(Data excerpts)
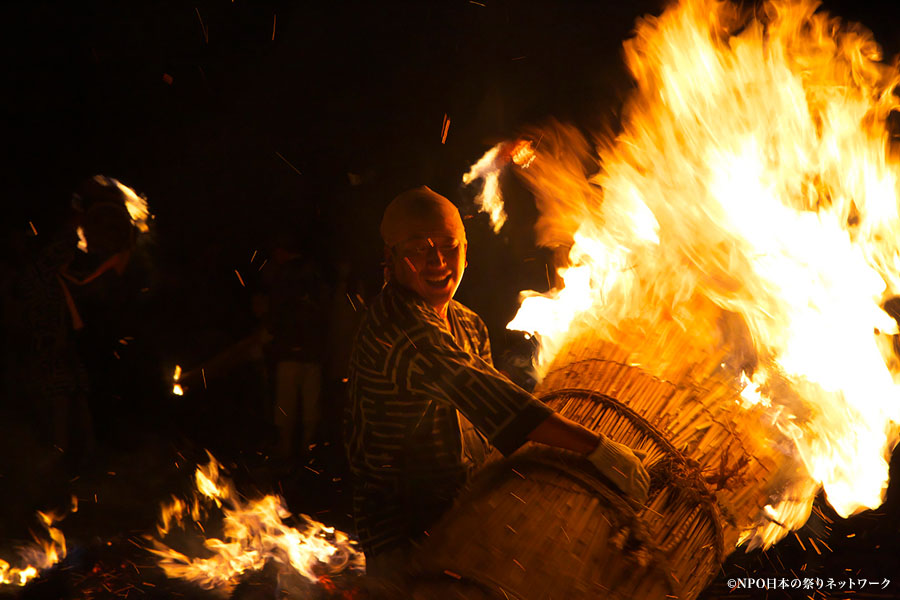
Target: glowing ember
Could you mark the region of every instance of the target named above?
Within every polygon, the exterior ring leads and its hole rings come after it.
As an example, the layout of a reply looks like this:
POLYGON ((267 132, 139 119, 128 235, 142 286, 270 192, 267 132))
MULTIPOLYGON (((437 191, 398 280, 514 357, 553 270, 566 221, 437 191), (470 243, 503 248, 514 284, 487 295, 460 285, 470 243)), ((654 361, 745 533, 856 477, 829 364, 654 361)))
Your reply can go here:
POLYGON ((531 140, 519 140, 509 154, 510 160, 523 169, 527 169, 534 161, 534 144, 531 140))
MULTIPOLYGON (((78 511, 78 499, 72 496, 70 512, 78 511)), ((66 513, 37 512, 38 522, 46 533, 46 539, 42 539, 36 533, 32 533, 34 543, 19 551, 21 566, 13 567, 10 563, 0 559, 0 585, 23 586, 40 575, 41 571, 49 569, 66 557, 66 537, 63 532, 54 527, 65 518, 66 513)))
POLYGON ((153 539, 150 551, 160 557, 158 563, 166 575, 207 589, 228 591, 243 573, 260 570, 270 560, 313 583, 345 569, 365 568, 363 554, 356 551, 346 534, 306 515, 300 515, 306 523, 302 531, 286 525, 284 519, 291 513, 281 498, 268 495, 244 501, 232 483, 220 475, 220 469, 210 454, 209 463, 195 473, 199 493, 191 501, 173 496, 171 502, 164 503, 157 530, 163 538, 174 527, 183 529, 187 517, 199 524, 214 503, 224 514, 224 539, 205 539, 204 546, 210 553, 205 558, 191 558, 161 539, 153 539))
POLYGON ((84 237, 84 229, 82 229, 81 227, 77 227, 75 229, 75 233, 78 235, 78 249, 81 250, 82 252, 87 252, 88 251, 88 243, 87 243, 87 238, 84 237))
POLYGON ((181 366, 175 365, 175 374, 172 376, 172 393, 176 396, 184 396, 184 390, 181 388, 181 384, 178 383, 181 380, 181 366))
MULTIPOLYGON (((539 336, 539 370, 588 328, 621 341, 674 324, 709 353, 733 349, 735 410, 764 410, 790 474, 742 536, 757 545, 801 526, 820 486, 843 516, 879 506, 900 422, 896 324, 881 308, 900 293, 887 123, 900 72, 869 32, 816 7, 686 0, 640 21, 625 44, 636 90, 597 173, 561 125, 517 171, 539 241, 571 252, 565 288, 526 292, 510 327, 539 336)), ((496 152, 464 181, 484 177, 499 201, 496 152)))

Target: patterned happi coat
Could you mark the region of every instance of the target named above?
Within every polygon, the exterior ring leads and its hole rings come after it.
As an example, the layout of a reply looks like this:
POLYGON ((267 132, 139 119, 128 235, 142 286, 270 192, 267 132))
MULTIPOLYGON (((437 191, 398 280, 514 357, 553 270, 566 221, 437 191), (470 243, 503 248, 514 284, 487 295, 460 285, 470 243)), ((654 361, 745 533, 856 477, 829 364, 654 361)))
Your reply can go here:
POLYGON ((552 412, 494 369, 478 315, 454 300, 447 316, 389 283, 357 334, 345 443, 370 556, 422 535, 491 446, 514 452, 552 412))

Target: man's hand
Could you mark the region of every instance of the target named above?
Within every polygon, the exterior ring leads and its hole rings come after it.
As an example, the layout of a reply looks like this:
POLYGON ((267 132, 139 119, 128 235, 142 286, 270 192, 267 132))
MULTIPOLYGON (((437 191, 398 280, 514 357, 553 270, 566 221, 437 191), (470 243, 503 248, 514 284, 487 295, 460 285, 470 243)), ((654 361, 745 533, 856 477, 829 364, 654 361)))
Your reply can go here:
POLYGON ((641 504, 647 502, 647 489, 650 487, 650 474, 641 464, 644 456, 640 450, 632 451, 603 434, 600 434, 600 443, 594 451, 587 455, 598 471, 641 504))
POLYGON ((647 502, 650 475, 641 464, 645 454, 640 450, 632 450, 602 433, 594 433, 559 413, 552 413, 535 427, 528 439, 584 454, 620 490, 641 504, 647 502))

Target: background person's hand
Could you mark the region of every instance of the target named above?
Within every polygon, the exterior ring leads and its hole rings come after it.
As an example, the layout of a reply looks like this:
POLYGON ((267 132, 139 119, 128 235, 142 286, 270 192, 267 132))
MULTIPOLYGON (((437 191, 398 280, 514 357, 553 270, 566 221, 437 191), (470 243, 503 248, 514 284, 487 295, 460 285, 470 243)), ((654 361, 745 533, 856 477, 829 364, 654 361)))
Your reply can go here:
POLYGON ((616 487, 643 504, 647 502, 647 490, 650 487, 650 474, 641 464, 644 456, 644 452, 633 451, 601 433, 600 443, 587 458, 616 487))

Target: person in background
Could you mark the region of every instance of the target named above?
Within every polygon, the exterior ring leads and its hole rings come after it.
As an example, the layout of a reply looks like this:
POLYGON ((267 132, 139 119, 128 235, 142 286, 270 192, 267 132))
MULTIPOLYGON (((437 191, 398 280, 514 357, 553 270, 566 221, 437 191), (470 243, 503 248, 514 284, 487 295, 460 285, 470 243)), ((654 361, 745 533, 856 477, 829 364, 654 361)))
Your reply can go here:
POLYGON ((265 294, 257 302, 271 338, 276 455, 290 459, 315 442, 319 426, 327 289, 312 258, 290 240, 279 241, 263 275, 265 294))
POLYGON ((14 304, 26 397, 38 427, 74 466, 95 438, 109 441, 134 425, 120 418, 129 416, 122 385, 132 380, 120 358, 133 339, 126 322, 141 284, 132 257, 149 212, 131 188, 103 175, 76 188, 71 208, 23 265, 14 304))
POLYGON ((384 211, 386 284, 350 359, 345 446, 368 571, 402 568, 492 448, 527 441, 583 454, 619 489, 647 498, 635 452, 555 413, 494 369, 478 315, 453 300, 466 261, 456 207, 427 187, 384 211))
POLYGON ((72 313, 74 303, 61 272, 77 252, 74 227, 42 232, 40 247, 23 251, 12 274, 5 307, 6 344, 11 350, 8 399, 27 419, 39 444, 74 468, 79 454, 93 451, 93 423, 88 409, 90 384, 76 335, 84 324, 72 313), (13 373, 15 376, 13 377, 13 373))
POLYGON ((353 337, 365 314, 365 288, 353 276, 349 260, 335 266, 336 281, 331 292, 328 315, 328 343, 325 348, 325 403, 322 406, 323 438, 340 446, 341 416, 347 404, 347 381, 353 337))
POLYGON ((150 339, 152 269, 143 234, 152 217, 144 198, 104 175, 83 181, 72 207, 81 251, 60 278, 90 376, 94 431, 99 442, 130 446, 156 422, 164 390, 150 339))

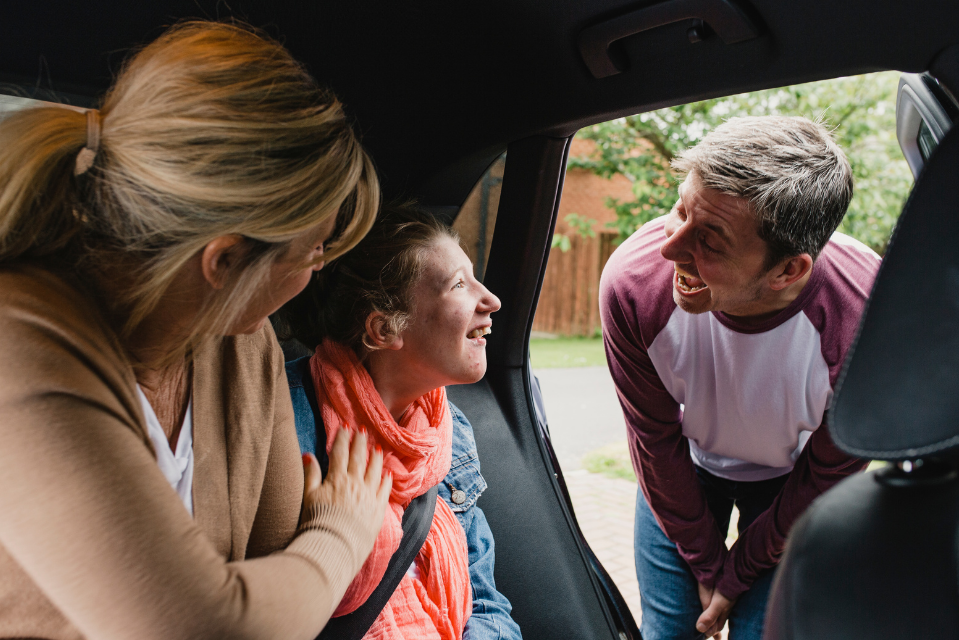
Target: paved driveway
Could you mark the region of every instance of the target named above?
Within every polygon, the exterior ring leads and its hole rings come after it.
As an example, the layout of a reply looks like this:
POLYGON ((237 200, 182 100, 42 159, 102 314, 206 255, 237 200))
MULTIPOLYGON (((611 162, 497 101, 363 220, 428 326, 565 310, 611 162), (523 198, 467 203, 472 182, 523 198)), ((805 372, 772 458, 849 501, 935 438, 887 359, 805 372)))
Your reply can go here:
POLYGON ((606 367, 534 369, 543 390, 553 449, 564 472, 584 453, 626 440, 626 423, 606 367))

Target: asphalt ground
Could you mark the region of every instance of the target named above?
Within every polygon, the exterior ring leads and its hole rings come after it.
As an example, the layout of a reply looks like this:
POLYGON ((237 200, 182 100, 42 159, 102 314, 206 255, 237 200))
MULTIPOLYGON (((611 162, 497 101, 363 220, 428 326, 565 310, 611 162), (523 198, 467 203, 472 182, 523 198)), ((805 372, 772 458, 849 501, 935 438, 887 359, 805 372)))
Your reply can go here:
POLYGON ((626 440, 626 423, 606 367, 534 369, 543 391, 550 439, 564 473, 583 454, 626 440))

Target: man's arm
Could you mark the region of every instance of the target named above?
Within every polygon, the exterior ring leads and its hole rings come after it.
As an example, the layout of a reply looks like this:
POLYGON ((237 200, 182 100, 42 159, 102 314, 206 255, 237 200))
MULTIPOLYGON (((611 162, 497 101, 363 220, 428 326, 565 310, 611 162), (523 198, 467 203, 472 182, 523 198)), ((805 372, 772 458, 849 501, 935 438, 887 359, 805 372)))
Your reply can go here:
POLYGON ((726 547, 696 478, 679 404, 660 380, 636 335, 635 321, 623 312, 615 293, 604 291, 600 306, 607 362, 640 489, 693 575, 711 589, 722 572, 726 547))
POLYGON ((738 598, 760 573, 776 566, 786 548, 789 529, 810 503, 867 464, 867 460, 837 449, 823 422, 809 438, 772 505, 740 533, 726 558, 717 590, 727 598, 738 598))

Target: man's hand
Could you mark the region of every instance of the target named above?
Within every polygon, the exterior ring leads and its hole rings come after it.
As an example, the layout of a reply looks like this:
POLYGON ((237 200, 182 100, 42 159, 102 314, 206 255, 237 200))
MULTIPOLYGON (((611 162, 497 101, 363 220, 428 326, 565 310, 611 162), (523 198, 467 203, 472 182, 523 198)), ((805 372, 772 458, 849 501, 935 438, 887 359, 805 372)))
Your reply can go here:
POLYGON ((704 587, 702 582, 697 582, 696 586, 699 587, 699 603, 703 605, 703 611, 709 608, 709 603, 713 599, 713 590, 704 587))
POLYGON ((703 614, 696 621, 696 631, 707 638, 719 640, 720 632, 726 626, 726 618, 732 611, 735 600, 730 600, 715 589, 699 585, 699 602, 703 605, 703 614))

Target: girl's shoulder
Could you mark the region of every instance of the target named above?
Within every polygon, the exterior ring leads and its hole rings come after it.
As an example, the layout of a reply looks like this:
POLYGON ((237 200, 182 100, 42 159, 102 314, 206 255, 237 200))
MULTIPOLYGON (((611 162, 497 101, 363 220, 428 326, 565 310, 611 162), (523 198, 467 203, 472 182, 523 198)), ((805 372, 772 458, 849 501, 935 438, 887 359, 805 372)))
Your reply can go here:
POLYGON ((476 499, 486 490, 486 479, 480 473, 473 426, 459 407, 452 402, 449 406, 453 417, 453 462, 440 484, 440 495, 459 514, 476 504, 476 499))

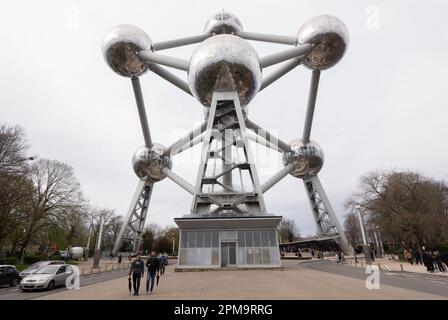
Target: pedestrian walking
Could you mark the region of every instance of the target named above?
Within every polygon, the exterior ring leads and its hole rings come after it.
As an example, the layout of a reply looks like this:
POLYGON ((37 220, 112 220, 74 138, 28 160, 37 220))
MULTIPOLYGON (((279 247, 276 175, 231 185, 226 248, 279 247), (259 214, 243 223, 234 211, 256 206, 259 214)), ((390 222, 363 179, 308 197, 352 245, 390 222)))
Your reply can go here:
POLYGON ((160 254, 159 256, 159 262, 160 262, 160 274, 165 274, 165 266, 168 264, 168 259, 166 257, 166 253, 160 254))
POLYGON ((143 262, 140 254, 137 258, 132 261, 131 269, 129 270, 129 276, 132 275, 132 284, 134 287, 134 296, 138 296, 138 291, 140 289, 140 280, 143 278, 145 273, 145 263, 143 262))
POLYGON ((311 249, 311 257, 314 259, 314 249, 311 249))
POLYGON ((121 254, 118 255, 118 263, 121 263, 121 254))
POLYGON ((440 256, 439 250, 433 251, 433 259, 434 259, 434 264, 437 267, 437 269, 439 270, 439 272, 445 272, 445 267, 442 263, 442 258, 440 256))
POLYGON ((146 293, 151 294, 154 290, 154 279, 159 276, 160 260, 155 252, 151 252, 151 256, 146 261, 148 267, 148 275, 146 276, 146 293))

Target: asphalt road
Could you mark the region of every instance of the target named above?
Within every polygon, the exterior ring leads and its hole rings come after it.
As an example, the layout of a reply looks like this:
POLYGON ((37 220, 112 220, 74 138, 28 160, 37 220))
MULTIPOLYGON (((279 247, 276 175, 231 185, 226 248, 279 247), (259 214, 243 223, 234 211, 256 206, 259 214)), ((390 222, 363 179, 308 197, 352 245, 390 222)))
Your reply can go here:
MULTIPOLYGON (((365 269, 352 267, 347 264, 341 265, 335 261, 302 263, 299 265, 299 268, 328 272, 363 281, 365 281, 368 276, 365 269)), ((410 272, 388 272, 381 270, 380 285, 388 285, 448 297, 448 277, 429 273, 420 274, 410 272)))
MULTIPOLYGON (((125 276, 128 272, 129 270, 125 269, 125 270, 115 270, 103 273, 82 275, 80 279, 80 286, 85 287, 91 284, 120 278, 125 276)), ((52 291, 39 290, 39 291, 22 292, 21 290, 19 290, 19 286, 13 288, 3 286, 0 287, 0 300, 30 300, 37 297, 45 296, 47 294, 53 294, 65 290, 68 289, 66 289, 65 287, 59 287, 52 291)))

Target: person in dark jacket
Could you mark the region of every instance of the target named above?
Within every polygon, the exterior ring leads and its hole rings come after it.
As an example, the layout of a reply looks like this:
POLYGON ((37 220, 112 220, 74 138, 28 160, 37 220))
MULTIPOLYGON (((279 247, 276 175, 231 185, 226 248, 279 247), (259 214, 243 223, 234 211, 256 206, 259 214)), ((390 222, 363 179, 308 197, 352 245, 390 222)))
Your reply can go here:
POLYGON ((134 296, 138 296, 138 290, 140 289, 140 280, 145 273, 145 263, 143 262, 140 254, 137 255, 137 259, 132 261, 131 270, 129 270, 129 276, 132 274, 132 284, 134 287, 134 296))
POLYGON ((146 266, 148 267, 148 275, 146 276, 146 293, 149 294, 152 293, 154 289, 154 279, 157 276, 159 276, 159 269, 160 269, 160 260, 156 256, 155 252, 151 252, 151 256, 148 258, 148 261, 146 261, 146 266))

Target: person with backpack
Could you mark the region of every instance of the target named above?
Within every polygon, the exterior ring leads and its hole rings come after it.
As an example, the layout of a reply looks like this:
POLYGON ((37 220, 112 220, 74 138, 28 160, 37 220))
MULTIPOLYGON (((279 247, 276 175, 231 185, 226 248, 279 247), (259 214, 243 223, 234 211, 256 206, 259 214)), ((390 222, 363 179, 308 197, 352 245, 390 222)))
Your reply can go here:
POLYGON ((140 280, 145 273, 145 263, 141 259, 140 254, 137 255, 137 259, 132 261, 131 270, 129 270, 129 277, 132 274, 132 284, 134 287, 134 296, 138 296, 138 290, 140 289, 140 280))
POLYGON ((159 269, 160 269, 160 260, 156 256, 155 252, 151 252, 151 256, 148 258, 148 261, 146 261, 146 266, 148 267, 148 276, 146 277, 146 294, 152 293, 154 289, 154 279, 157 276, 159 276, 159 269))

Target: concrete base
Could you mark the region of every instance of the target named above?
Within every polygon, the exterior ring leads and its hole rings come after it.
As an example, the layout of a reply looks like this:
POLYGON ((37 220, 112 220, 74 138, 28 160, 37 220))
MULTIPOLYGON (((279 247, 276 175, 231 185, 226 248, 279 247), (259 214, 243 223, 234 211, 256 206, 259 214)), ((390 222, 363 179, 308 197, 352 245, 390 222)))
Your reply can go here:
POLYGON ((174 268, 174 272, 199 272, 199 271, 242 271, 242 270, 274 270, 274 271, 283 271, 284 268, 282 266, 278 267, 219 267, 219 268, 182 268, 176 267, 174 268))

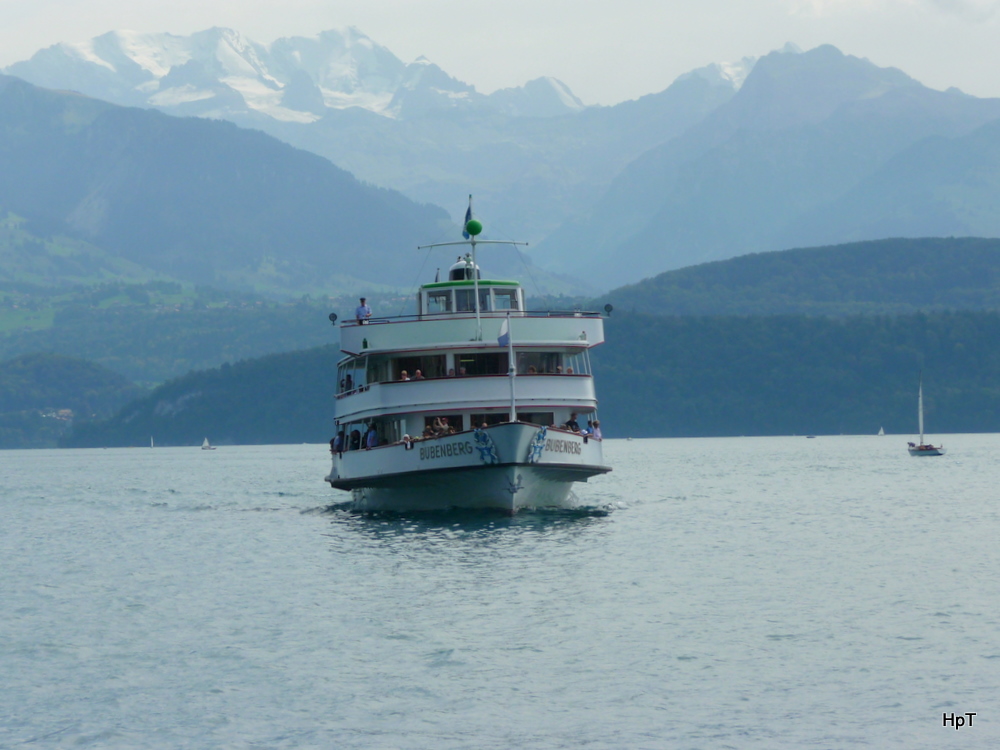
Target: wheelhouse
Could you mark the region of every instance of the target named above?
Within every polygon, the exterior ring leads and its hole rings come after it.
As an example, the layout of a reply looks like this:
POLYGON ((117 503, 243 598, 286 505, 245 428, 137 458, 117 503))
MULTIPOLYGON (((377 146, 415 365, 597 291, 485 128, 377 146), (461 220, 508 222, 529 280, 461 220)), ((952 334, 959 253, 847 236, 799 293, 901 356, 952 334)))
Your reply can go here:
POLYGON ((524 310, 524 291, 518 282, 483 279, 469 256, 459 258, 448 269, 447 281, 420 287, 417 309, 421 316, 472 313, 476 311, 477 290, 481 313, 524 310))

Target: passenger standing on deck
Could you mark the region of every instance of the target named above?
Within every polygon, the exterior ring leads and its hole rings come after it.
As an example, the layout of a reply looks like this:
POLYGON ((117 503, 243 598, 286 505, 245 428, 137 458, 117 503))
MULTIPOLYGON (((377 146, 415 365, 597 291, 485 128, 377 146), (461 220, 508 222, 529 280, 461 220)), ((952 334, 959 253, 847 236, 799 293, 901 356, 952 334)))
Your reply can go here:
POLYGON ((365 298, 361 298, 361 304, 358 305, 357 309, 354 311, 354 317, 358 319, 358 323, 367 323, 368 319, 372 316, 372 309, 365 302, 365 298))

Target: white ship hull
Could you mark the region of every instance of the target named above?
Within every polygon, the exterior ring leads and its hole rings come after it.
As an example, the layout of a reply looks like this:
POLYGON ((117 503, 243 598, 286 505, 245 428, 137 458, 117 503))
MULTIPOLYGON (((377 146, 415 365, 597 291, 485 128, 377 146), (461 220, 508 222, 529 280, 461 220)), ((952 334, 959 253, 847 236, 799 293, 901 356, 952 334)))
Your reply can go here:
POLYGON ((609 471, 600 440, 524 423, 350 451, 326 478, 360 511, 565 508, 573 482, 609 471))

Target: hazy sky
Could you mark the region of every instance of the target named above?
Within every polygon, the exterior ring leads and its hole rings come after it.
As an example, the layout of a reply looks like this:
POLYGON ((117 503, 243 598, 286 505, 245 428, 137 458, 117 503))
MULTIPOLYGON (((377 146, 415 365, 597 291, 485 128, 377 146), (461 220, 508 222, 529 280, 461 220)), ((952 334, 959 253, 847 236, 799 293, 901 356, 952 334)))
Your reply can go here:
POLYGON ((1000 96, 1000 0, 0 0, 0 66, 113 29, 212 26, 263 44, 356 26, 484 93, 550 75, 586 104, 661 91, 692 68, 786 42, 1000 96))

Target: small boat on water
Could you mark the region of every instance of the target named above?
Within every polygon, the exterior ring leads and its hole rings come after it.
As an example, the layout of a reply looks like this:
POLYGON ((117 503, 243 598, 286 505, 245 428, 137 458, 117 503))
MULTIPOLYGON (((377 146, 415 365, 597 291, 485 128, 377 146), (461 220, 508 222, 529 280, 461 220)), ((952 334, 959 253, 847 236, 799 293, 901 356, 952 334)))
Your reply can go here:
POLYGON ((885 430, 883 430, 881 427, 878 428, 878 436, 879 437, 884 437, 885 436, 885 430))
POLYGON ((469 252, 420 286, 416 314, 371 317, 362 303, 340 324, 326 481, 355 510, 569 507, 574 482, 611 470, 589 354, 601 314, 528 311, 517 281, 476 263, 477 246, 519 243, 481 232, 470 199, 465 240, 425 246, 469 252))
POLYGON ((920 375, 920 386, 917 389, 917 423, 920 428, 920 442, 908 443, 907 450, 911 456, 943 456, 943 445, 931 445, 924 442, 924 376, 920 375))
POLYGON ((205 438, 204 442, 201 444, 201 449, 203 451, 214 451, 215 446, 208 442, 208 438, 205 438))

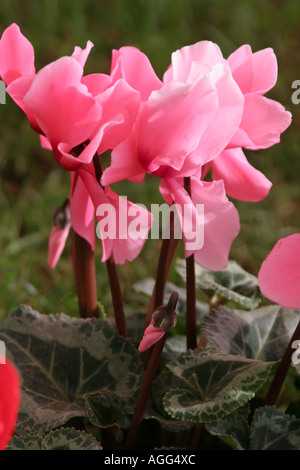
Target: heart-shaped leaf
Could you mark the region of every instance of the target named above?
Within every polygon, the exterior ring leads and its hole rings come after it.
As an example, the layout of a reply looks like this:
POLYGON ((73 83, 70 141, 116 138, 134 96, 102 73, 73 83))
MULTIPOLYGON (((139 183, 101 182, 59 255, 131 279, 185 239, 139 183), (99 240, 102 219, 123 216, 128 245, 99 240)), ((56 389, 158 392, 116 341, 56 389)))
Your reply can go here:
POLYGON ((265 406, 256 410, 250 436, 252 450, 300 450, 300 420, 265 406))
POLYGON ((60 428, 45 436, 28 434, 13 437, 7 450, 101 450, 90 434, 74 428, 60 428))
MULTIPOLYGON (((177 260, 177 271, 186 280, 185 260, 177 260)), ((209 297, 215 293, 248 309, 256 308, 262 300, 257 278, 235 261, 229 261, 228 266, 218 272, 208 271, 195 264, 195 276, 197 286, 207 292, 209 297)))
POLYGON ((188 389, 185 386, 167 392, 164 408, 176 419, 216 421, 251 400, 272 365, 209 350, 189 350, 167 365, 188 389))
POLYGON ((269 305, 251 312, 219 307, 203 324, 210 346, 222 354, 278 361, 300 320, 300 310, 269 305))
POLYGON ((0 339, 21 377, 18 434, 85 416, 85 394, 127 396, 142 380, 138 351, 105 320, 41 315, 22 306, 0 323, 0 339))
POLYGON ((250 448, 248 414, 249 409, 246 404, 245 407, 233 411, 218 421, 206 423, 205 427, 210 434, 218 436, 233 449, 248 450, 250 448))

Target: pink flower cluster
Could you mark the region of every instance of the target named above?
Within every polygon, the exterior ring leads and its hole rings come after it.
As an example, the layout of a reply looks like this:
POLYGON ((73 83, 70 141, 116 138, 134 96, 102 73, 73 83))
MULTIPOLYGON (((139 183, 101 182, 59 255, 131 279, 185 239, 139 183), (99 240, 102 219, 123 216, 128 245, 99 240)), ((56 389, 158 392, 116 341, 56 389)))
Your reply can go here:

__Problem__:
All lines in the entries above that hold the word "person" need to be copied.

__Solution for this task__:
Target: background person's hand
Target: person in background
Target: person in dark jacket
Target: person with backpack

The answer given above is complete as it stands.